#### Entries supplied

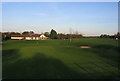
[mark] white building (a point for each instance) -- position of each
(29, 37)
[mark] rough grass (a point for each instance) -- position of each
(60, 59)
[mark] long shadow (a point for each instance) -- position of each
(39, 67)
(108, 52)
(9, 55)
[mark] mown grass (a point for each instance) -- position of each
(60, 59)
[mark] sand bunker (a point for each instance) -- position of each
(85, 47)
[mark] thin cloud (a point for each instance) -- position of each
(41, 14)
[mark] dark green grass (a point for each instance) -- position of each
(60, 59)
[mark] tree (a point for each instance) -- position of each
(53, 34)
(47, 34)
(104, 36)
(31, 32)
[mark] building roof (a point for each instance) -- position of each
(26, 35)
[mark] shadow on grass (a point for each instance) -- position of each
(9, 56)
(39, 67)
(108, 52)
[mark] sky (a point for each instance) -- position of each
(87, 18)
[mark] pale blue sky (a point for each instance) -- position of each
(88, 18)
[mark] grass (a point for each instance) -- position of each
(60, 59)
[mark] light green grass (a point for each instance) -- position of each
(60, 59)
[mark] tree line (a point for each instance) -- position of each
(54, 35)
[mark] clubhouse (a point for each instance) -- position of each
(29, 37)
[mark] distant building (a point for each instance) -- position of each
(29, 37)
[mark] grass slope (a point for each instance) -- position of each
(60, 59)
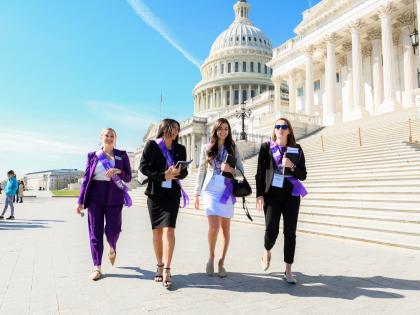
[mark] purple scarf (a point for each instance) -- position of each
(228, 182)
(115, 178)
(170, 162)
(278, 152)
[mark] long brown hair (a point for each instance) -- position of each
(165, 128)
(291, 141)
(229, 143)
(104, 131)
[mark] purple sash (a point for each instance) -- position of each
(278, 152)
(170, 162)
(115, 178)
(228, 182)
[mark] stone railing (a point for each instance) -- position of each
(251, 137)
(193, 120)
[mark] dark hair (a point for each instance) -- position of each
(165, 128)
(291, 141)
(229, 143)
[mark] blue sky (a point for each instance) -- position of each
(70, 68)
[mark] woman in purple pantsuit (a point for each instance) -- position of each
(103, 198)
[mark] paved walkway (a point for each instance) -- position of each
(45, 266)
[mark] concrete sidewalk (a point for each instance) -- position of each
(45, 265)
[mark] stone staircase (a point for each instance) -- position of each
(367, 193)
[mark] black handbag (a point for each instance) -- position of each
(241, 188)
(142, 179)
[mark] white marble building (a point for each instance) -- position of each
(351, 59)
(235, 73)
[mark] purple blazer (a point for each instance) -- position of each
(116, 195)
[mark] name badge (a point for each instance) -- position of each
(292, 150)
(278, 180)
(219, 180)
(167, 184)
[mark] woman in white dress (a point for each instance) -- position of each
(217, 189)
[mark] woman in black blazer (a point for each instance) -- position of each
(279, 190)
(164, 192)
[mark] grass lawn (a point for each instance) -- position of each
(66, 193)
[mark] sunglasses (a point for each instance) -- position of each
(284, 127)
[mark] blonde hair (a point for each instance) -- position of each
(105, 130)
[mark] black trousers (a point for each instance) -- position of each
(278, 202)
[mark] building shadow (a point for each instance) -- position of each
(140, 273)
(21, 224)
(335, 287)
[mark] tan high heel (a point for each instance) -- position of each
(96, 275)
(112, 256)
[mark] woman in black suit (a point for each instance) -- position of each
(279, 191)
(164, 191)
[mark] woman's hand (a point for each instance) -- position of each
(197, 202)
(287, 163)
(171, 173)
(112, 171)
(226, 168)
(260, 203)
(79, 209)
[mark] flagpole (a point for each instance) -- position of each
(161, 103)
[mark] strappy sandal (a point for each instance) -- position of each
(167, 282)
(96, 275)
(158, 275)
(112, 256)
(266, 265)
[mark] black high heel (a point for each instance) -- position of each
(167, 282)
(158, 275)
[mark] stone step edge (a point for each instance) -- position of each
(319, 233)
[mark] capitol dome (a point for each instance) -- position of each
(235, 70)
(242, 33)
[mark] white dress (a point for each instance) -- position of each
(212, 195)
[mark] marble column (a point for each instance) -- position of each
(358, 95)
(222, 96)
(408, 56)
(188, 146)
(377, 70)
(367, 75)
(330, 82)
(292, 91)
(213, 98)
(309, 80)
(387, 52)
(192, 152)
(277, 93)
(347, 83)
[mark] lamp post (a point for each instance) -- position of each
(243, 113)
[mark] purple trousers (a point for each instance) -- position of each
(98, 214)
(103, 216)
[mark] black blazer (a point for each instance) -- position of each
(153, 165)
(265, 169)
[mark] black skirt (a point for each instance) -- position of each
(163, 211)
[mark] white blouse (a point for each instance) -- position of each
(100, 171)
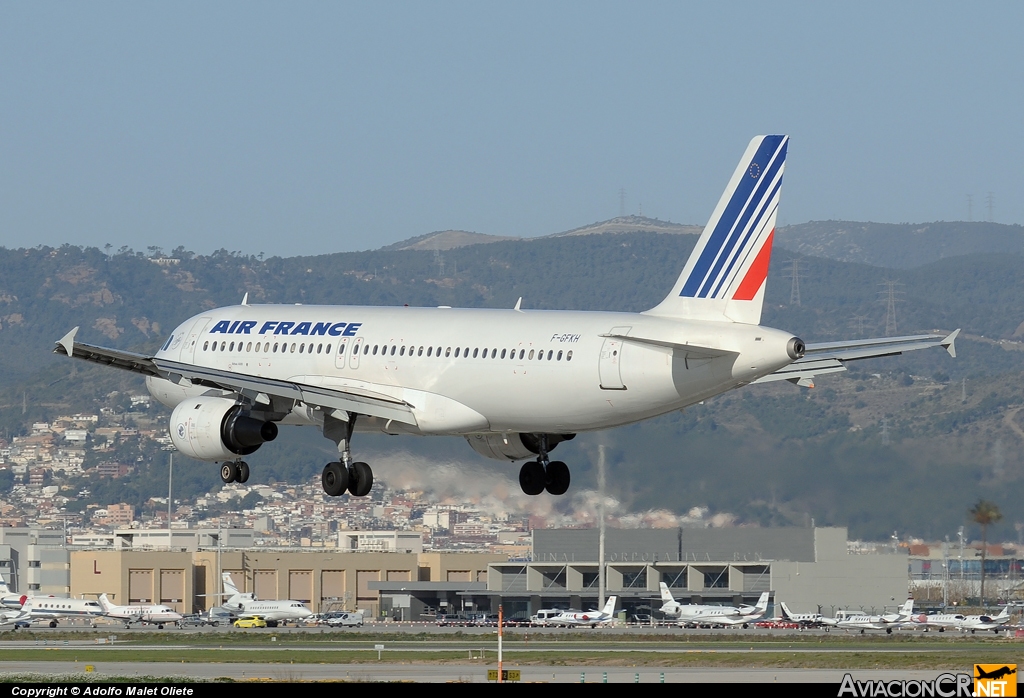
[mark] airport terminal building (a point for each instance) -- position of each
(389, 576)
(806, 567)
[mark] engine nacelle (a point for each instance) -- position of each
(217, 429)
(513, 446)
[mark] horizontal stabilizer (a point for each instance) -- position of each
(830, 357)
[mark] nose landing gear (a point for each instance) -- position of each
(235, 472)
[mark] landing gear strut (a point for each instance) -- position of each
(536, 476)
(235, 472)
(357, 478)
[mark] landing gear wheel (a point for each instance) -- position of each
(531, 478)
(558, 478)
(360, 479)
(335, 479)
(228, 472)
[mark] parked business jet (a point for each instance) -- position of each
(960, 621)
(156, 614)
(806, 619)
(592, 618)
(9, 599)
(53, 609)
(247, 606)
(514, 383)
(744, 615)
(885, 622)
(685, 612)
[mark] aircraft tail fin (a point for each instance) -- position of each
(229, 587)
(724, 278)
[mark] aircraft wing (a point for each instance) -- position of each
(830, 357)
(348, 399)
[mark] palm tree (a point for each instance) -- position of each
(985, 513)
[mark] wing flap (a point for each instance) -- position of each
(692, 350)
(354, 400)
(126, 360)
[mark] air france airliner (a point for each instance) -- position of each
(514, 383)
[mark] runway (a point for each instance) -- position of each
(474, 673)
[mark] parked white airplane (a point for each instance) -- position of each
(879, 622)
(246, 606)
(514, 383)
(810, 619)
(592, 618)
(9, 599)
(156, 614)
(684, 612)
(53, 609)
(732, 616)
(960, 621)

########

[Required action]: Please print the data above once more, exactly and without images.

[Task output]:
[mark] white building (a point for each instance) -- position of each
(29, 37)
[mark] rough grass (a point for each instance) -- position of each
(60, 59)
[mark] long shadow (a point for each instance) -- position of each
(39, 67)
(108, 52)
(9, 55)
[mark] mown grass (a point for each instance) -- position of each
(60, 59)
[mark] sand bunker (a point for each instance) -- position of each
(85, 47)
[mark] thin cloud (a point for each instance) -- position of each
(41, 14)
[mark] dark green grass (a point for each instance) -- position of each
(60, 59)
[mark] tree (a point for each instance) -- position of each
(53, 34)
(47, 34)
(104, 36)
(31, 32)
[mark] building roof (a point for each instance) -- position of each
(26, 35)
[mark] shadow on grass (a point for each instance) -- position of each
(9, 56)
(39, 67)
(108, 52)
[mark] sky (a point for each instance) -- position of each
(87, 18)
[mark] pale blue sky (a point for each instance) -- position of each
(88, 18)
[mark] grass (a point for each instance) -- position of each
(60, 59)
[mark] light green grass (a point for each instance) -- position of each
(60, 59)
[mark] tree line (a point for each instance) -- position of each
(54, 35)
[mark] clubhouse (a point for each instance) -- position of each
(29, 37)
[mark] distant building (a point for each instance) -- position of each
(29, 37)
[mark] grass slope (a point for each instance) -- position of each
(60, 59)
[mark] purple scarf (a point for each instance) -- position of each
(228, 182)
(115, 178)
(170, 162)
(278, 152)
[mark] long brown hair (a point for each instance) -- position of each
(165, 128)
(291, 141)
(229, 143)
(104, 131)
[mark] purple sash (a point for each instance) -- position of each
(278, 152)
(170, 162)
(115, 178)
(228, 182)
[mark] stone railing (a point for each instance) -- position of each
(251, 137)
(193, 120)
[mark] dark hair (a point for each instance) -- position of each
(165, 128)
(291, 141)
(229, 143)
[mark] blue sky (a point for each instance) -- position of each
(70, 68)
[mark] woman in purple pantsuit (a point for each instance) -- position of each
(103, 198)
[mark] paved walkway (a point for each instance) -- position of each
(45, 266)
[mark] concrete sidewalk (a point for each instance) -- position of each
(45, 265)
[mark] stone staircase (a point for each instance) -- position of each
(367, 193)
[mark] black handbag (a point for each instance) -- position of each
(241, 188)
(142, 179)
[mark] white marble building (a point for each instance) -- position of each
(351, 59)
(235, 73)
[mark] purple blazer (a point for each instance) -- position of each
(116, 195)
[mark] name badge (a point for each instance) -- position of each
(292, 150)
(278, 180)
(219, 180)
(167, 184)
[mark] woman in white dress (a point for each instance) -- position of each
(217, 189)
[mark] woman in black blazer (a point for each instance) -- position of each
(279, 190)
(164, 192)
[mark] grass lawn (a point for each instance) -- position of each
(66, 193)
[mark] sunglasses (a point for each instance) -- position of each
(284, 127)
[mark] blonde hair (a point for each instance) -- position of each
(105, 130)
[mark] black trousers (a point for each instance) -- position of each
(278, 202)
[mark] building shadow (a point for each instance) -- position of each
(140, 273)
(21, 224)
(335, 287)
[mark] tan high heel (a point for each instance) -- position of each
(96, 275)
(112, 256)
[mark] woman in black suit (a point for each instance) -- position of each
(279, 191)
(164, 191)
[mark] woman's hand (a point for each instance) -- position of each
(197, 202)
(287, 163)
(171, 173)
(112, 171)
(226, 168)
(260, 203)
(79, 209)
[mark] flagpole (a point for each instance) -- position of each
(161, 103)
[mark] strappy sandal (a point for each instance) -- position of each
(167, 282)
(96, 275)
(158, 275)
(112, 256)
(266, 265)
[mark] black high heel (a point for each instance) -- position of each
(167, 282)
(158, 275)
[mark] stone step edge (a point for each instance) -- position of each
(319, 233)
[mark] capitol dome (a point for each instance) -- position of each
(235, 70)
(242, 33)
[mark] white dress (a point for each instance) -- position of each
(212, 195)
[mark] marble column (a point for each instance) -- position of each
(358, 95)
(222, 96)
(408, 56)
(188, 146)
(377, 70)
(367, 75)
(330, 82)
(292, 91)
(213, 98)
(309, 80)
(387, 52)
(192, 152)
(277, 93)
(347, 83)
[mark] lamp post (a point for each instance) -- position of each
(243, 113)
[mark] purple trousers (a point for each instance) -- position of each
(98, 214)
(103, 216)
[mark] black blazer (a point for each instance) -- position of each
(153, 165)
(265, 169)
[mark] black skirt (a point for each instance) -- position of each
(163, 211)
[mark] white blouse (a point for each instance) -- position of each
(100, 171)
[mark] airport terminal building (a point for each instance) -- position of each
(389, 576)
(806, 567)
[mark] engine nacelle (a point for each instance) -- position of each
(217, 429)
(513, 446)
[mark] horizontal stabilizer (a point for each instance) -- position of each
(830, 357)
[mark] nose landing gear (a point for each instance) -- position of each
(235, 472)
[mark] landing gear strut (a point for each instance) -- position of each
(536, 476)
(235, 472)
(357, 478)
[mark] landing gear wheel (a point for each instance) -- position of each
(531, 478)
(558, 478)
(360, 479)
(335, 479)
(228, 472)
[mark] parked business jet (a point for each instance) -- position of each
(960, 621)
(156, 614)
(806, 619)
(592, 618)
(9, 599)
(53, 609)
(247, 606)
(514, 383)
(744, 615)
(885, 622)
(685, 612)
[mark] aircraft tail fin (a point for each instance) -- position of each
(229, 587)
(724, 278)
[mark] aircraft wing (a point for each instance) -- position of each
(830, 357)
(348, 399)
[mark] palm tree (a point for each instance) -- position of each
(985, 513)
[mark] wing flap (a point for each instance) -- position of each
(692, 350)
(354, 400)
(126, 360)
[mark] air france airliner (a point for each instance) -- position of each
(514, 383)
[mark] runway (a point for each instance) -- position of each
(474, 673)
[mark] parked white airplane (a point for each instance) -- position of each
(879, 622)
(246, 606)
(514, 383)
(810, 619)
(592, 618)
(9, 599)
(156, 614)
(684, 612)
(53, 609)
(732, 616)
(960, 621)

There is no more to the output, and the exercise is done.